=== CONSIGNE ===
Répondez brièvement à ces questions sur l'extrait consacré aux contes :
(a) Où la réflexion autour du langage symbolique sera-t-elle prolongée ?
(b) Quels contes venus de très loin sont cités ?
(c) En quelle qualité l'extrait dit-il visiter le pays de ces contes ?

=== EXTRAIT DU TEXTE ===
┄┄┄┄┄┄┄┄┄┄
Ici, elle engage à sa manière une réflexion autour du langage
symbolique qu'elle prolongera dans les prochains numéros du bulletin,
en nous dévoilant certaines de ses expériences de travail.
Je suis souvent un peu réticente quand j'écoute
des contes qui viennent
de très loin : les contes africains, chinois, amérindiens. Je les
regarde faire, ces contes, dans mon corps, dans ma tête : c'est comme
si j'étais dans leur pays, comme si je les visitais, mais en touriste !
Je les vois bouger, me sourire, aller à leurs affaires, mais je ne
comprends pas ce qu'ils veulent me dire. Ou si je crois les comprendre,
c'est grâce à une traduction que je fais à moi-même, en transposant
Mais comment savoir ce qu'ils signifient vraiment, dans leur langue,
dans leur culture à eux ?
┄┄┄┄┄┄┄┄┄┄
=== LIGNES RÉPERTORIÉES ===
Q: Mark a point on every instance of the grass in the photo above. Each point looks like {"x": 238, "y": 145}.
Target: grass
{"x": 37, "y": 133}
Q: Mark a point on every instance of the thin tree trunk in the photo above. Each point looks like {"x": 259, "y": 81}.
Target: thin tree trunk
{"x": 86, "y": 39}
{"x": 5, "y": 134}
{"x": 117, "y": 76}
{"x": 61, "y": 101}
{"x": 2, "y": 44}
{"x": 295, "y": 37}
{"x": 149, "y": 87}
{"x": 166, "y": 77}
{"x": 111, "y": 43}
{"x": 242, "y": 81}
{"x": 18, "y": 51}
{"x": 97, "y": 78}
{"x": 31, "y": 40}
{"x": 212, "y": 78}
┄┄┄┄┄┄┄┄┄┄
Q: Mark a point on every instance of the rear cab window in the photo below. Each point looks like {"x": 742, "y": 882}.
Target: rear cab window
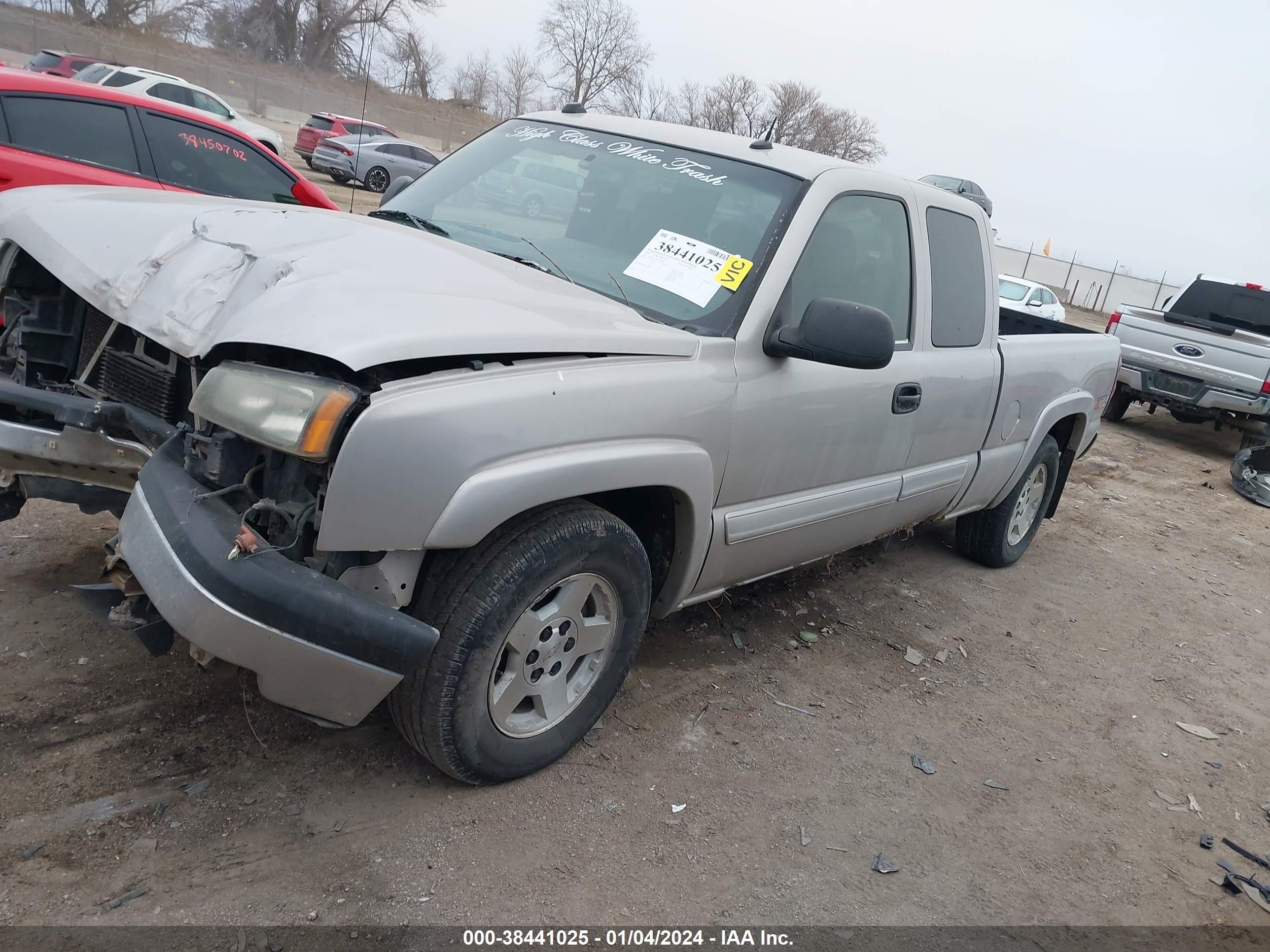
┄┄┄┄┄┄┄┄┄┄
=== CORRIGÉ ===
(a) Dans les prochains numéros du bulletin.
(b) Les contes africains, chinois et amérindiens.
(c) En touriste.